But now our function value has a pointer to the thunk, rather than the actual function we want to call. So how does the thunk know which function to call? The answer is simple – Swift puts the function that we want to the thunk to call in the context itself, which will therefore look like this:
// the context object for a reabstraction thunk – contains an actual function to call.
struct ReabstractionThunkContext<Context> {
// the standard reference counting header
var ref: RefCounted
// the thick function value for the thunk to call
var function: ThickFunction<Context>
}
The first thunk that we go through has 3 parameters:
A pointer to where the return value should be stored
A pointer to where the arguments for the function are located
The context object which contains the actual thick function value to call (such as shown above)
This first thunk just extracts the function value from the context, and then calls a second thunk, with 4 parameters:
A pointer to where the return value should be stored
A pointer to where the arguments for the function are located
The raw function pointer to call
The pointer to the context of the function to call
This thunk now retrieves the arguments (if any) from the argument pointer, then calls the given function pointer with these arguments, along with its context. It then stores the return value (if any) at the address of the return pointer.
Like in the previous examples, we can test this like so:
func makeClosure() -> () -> Void {
var i = 5
return { i += 2 }
}
func printSingleCapturedValue<T>(t: T) {
let ptr = UnsafeMutablePointer<T>.allocate(capacity: 1)
ptr.initialize(to: t)
let ctx = ptr.withMemoryRebound(to:
ThickFunction<ReabstractionThunkContext<Box<Int>>>.self, capacity: 1) {
// get the context from the thunk function value, which we can
// then get the actual function value from, and therefore the actual
// context object.

Problem to work on → Reproduce the stretch from "This first thunk" through "ptr = UnsafeMutablePointer<T>.allocate(capacity: 1)" in the passage on Swift reabstraction thunks, renaming "return value" to "result value" throughout. The material that comes next is not needed.

Record extracts →

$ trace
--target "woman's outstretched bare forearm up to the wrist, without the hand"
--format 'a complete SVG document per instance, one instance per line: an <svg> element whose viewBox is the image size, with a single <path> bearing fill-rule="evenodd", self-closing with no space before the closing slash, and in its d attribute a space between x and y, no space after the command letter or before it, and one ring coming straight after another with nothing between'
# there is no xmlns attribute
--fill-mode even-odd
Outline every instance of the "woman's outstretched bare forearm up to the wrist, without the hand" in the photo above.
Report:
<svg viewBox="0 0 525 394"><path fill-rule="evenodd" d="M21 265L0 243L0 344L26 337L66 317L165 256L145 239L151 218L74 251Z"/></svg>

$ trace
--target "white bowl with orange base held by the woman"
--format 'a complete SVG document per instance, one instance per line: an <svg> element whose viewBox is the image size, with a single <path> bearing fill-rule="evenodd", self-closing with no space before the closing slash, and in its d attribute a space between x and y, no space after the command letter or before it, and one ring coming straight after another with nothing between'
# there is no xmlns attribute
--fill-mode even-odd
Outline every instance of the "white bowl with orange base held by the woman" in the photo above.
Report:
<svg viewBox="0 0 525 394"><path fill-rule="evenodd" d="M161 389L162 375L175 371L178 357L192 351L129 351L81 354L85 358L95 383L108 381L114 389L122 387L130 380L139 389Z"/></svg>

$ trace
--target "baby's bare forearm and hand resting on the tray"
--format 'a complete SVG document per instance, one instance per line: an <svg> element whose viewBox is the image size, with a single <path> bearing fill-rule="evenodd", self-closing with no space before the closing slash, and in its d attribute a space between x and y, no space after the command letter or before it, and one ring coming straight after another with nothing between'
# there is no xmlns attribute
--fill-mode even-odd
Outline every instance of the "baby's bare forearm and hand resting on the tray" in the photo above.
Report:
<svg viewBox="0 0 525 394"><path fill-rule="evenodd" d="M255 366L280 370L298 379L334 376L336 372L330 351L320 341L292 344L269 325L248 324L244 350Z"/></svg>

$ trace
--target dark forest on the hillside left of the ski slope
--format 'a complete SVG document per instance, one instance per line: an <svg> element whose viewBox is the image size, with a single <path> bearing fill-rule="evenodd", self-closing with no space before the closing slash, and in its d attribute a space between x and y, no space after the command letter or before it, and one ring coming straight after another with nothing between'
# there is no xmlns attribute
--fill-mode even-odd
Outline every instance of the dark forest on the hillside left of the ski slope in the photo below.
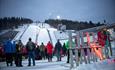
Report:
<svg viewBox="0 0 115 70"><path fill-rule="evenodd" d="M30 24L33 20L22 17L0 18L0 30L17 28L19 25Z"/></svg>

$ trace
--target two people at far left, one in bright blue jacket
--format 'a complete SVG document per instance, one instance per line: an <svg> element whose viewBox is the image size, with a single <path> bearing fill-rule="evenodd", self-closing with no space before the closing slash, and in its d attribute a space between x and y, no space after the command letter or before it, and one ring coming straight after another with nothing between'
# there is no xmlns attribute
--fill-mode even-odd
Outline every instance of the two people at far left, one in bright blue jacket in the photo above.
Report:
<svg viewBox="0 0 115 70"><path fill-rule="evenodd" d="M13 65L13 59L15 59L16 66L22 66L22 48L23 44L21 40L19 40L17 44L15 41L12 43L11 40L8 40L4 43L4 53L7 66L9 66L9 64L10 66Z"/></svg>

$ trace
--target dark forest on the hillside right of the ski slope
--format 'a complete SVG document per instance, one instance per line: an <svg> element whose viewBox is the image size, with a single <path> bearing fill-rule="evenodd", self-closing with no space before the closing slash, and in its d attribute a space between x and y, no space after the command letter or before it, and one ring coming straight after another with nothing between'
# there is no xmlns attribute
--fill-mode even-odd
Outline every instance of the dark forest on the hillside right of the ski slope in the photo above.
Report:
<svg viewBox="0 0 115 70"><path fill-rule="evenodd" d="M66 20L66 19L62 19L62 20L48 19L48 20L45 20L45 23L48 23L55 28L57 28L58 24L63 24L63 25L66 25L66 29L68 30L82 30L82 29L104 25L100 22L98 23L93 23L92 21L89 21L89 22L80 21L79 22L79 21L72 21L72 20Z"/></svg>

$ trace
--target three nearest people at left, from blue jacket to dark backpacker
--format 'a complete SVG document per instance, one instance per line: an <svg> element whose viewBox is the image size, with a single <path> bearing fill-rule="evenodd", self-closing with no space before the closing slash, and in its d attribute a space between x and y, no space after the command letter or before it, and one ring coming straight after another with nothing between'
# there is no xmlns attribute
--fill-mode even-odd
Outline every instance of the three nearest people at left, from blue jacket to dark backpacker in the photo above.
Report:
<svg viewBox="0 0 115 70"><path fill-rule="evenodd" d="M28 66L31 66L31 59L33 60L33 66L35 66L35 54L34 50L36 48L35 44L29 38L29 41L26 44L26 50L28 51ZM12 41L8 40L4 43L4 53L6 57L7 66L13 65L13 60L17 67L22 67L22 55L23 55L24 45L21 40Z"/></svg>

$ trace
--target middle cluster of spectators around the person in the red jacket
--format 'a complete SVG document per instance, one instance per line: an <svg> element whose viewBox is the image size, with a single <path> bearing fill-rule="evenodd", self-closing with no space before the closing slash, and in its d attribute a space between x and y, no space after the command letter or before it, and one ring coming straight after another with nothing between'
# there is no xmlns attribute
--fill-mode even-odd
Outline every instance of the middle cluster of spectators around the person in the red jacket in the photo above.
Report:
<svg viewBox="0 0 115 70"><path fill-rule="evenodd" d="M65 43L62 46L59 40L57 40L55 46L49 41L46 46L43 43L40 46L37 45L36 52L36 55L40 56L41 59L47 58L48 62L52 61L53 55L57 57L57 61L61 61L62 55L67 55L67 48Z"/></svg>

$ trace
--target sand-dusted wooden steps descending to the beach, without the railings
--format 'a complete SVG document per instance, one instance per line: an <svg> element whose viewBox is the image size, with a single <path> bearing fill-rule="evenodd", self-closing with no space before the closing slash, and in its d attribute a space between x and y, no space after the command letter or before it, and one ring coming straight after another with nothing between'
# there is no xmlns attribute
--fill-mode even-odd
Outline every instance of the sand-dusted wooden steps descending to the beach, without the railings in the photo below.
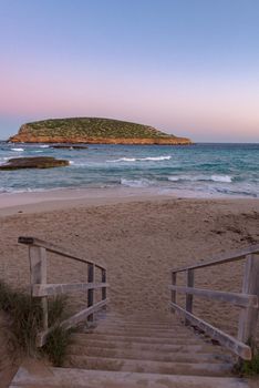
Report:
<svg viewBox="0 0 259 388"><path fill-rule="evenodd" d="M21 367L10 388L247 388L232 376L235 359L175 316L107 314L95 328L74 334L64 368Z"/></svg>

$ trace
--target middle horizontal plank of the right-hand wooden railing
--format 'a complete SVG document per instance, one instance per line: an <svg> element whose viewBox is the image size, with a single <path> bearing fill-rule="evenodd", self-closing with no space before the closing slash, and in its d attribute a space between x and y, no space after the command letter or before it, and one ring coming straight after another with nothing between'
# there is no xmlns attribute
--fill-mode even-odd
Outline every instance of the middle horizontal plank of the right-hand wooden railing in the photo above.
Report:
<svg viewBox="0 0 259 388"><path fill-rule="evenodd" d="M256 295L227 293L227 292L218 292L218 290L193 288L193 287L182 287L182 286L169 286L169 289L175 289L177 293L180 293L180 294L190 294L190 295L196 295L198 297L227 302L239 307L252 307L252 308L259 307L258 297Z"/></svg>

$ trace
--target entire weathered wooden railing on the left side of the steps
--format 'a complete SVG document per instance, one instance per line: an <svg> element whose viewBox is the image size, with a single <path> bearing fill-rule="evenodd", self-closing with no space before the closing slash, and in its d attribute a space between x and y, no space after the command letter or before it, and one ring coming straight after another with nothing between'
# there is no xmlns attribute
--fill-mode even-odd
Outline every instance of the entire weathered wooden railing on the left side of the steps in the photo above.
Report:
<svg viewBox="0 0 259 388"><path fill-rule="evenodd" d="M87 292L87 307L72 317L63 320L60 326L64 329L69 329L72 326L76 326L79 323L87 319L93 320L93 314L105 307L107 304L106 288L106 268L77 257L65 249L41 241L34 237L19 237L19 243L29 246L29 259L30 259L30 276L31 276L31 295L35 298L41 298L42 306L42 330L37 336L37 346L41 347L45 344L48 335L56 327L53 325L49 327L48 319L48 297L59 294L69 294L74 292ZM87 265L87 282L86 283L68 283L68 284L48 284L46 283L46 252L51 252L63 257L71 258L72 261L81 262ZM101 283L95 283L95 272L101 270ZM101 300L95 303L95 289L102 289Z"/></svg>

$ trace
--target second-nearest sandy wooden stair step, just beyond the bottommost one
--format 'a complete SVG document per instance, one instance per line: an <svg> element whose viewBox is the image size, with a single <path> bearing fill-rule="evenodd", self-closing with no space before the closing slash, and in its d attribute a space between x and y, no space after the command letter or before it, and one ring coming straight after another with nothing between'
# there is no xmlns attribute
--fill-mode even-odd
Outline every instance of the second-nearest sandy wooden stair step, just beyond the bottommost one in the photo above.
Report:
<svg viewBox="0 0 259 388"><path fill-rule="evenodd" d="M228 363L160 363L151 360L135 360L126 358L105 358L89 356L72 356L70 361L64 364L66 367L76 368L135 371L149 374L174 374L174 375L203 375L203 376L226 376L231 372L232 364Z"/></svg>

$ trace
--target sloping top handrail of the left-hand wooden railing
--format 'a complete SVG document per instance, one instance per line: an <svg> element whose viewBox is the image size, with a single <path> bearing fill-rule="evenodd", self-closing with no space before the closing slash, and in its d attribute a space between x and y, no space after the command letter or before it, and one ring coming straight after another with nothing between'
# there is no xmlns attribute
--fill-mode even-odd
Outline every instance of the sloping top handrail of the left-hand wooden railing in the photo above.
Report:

Reply →
This first thunk just extracts the function value from the context, and then calls a second thunk, with 4 parameters:
A pointer to where the result value should be stored
A pointer to where the arguments for the function are located
The raw function pointer to call
The pointer to the context of the function to call
This thunk now retrieves the arguments (if any) from the argument pointer, then calls the given function pointer with these arguments, along with its context. It then stores the result value (if any) at the address of the return pointer.
Like in the previous examples, we can test this like so:
func makeClosure() -> () -> Void {
var i = 5
return { i += 2 }
}
func printSingleCapturedValue<T>(t: T) {
let ptr = UnsafeMutablePointer<T>.allocate(capacity: 1)